Update the entries below by replacing "suit jacket" with "blazer" and leaving everything else unchanged.

— START EXERCISE MATERIAL —

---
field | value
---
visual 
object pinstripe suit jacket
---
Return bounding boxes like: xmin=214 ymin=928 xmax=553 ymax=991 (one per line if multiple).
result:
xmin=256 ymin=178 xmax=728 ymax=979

— END EXERCISE MATERIAL —

ANSWER BELOW:
---
field | value
---
visual 
object pinstripe blazer
---
Return bounding boxes like: xmin=214 ymin=928 xmax=553 ymax=991 (one per line if multiple).
result:
xmin=256 ymin=178 xmax=728 ymax=979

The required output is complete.